### Task requirements
**a.** In the article on student walkouts, how many of the reported incidents of intimidation and harassment took place at K-12 schools?
**b.** Carry the article on student walkouts forward from its final sentence.

======== Text passage

With no voice in this election, middle- and high-school students across the country are spilling out of classrooms by the hundreds and thousands, shouting their outrage in the streets and protesting the Trump-inspired atmosphere of hate actions, racism, misogyny and bigotry.
In fact, K-12 schools have become battlegrounds of resistance.
This parallels the attacks and vandalism aimed against people of color and the undocumented that have been reported across the country. According to the Southern Poverty Law Center, incidents reported of intimidation and harassment doubled in a single week to 437 after the presidential election. Of those, 99, or nearly one-quarter, took place at K-12 schools against immigrants, African Americans, Muslims, LGBTQ people and other groups. (SPLC Hatewatch, Nov. 15)
Students are walking out because Trump threatens a future that is just beginning for them, and they feel it’s the only way to be heard. One Portland teacher told Workers World that students feel the Trump election in their gut. With Trump, they see a future of joblessness, crippling student debt, deportation and a declining economy that benefits only a handful of billionaires.
Some walk out in solidarity with undocumented parents, Muslim friends or LGBTQ peers. They fear that the hard-fought right to same-sex marriage could be reversed under a Trump-appointed Supreme Court.

================
======== Material

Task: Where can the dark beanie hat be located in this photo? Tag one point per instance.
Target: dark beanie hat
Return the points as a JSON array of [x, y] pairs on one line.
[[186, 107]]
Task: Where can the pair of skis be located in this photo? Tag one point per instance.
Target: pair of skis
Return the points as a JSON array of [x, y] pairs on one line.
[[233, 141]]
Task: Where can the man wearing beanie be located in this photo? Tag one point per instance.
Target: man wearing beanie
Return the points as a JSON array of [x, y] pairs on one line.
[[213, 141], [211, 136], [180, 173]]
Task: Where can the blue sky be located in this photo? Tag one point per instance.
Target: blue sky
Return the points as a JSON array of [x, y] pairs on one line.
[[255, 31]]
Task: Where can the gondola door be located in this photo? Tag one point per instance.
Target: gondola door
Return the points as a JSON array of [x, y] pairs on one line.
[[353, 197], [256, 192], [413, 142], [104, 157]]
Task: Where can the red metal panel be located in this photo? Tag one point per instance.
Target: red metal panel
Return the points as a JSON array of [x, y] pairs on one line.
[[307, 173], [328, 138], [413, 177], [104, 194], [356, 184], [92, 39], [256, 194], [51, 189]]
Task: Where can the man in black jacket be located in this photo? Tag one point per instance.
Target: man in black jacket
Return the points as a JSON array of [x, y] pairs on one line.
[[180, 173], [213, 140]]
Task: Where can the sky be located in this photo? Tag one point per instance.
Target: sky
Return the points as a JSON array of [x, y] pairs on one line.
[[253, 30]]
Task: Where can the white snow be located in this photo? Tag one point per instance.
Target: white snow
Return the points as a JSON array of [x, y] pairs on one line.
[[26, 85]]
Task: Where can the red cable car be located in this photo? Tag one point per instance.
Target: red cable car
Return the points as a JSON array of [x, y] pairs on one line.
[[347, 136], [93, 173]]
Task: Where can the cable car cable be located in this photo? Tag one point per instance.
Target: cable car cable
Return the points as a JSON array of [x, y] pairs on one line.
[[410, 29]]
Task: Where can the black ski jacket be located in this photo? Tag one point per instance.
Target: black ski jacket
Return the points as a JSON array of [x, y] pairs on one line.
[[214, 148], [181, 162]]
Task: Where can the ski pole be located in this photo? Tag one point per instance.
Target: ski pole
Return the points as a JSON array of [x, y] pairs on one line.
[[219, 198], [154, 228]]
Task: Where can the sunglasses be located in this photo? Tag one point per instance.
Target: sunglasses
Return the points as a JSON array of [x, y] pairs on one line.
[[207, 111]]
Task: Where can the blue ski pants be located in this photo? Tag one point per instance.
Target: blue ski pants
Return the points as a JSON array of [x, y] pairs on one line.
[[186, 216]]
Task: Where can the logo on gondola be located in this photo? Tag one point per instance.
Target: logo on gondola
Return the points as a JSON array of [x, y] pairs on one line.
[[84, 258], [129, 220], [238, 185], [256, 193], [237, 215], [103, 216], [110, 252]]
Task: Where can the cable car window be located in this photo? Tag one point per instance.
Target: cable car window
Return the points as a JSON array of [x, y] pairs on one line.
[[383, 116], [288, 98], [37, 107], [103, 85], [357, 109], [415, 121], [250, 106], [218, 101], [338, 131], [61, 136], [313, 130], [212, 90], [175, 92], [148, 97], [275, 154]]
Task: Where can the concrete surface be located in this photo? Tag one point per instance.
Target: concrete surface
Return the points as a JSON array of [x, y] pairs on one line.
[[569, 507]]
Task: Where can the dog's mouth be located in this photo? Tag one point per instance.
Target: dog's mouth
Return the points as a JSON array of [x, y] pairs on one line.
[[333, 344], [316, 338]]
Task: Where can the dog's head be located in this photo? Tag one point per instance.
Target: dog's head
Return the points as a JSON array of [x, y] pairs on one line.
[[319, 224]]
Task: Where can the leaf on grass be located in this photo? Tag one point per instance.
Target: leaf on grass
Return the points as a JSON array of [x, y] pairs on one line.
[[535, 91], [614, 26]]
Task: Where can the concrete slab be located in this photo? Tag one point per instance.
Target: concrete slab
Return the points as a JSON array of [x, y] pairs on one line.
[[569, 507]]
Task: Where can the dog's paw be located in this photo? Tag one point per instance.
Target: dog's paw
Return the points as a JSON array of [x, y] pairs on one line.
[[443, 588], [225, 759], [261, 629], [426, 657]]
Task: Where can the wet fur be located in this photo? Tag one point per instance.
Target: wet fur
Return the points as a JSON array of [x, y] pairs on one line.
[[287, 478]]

================

### Task responses
**a.** 99 incidents, nearly one-quarter of the 437 reported.

**b.**
Students say: ‘We’re leading ourselves’
A social media campaign throughout the country inspired student walkouts on Nov. 14, the Monday after the election. Hundreds of middle- and high-school students walked out of a number of area schools in Portland, Phoenix, Des Moines, New York, Detroit, Denver and Seattle; Beltsville and Silver Springs, Md.; Washington, D.C.; and Alameda, Calif. They blocked traffic on major highways, staged sit-ins and protested at landmarks and city halls.
“Silence is violence,” shouted hundreds of students from at least 14 Portland schools. Some marched to City Hall in the rain to join ongoing protests that had swelled to 4,000 over the weekend. Ruth Ataliah Teston, a member of the Multicultural Student Union, said, “We are being silenced about something that affects all of our futures.” (Portland Tribune, Nov. 15)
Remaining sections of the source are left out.